# INPUT RECORDS
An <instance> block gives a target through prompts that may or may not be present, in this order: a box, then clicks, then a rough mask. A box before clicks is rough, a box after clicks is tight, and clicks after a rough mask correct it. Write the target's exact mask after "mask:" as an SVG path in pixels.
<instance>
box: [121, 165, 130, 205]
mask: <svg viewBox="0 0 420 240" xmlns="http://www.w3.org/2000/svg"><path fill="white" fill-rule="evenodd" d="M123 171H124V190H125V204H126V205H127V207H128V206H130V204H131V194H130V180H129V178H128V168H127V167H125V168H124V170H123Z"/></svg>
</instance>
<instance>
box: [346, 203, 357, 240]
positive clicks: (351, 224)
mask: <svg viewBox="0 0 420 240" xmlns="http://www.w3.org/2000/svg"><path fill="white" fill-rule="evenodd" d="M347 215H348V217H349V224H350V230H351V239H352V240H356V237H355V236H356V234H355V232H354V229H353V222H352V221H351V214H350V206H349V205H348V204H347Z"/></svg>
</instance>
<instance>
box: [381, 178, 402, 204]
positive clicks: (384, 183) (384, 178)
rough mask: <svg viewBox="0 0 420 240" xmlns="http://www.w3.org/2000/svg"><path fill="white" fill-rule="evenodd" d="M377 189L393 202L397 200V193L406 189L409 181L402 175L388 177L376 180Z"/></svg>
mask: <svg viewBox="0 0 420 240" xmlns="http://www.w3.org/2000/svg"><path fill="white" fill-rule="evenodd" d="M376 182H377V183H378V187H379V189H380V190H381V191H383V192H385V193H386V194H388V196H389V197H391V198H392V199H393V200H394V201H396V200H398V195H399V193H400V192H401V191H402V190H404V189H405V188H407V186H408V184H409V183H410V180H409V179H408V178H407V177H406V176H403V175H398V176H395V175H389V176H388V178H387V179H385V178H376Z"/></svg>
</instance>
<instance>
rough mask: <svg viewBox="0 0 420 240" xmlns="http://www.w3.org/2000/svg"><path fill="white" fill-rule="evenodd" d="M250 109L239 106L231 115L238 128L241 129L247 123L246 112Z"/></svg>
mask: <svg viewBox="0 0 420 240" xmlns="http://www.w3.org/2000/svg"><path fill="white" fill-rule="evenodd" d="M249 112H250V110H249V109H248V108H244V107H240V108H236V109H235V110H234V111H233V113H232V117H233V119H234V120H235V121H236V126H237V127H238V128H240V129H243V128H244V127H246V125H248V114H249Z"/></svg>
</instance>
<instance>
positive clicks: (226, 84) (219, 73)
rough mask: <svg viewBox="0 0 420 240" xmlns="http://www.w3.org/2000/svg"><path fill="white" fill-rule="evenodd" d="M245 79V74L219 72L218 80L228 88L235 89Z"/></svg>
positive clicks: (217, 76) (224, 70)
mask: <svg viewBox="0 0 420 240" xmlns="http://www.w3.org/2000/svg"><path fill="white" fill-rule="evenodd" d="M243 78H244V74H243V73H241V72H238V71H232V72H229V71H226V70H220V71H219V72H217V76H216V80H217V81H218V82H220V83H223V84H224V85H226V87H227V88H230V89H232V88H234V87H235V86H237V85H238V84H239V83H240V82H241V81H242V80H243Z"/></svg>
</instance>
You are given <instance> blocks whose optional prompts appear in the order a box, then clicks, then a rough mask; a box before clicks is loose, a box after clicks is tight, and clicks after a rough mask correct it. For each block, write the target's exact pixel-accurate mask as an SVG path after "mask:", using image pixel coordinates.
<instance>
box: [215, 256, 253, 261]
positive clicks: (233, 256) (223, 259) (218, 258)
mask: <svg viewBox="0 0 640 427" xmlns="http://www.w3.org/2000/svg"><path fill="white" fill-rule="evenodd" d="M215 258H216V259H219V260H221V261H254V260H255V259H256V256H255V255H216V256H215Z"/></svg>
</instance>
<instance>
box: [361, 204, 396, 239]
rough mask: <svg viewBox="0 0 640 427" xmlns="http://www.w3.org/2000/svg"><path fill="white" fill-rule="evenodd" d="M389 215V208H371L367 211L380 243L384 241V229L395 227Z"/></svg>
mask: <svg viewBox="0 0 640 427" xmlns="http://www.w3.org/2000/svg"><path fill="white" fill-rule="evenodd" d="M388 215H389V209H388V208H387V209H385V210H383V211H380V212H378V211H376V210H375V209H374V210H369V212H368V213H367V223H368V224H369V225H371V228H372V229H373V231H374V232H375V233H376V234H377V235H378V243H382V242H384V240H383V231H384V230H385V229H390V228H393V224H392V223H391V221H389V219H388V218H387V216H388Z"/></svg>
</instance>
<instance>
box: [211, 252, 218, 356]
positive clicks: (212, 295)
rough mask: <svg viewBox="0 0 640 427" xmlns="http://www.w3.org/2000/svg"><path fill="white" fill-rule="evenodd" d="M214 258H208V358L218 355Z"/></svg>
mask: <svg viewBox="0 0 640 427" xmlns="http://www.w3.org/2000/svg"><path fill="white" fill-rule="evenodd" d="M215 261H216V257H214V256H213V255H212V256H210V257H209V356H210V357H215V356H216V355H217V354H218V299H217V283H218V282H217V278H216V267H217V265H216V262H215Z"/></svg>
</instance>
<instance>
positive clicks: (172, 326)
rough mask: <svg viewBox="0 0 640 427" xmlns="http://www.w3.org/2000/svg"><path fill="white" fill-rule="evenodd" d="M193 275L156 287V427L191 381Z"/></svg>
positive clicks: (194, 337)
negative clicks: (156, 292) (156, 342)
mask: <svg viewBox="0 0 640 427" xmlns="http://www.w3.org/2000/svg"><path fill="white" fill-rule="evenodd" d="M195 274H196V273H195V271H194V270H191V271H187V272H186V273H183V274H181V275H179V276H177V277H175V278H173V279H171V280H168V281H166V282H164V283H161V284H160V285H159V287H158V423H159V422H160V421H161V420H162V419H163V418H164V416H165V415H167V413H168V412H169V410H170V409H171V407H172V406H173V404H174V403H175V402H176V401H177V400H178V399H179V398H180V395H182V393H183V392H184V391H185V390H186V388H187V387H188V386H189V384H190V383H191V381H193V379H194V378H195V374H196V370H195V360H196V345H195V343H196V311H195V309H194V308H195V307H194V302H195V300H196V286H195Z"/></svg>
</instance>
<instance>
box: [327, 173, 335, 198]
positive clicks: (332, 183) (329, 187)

# DIRECTIVE
How many lines of the listing contain the string "positive"? Matching is case-sensitive. Reply with the number alone.

# EXERCISE ANSWER
9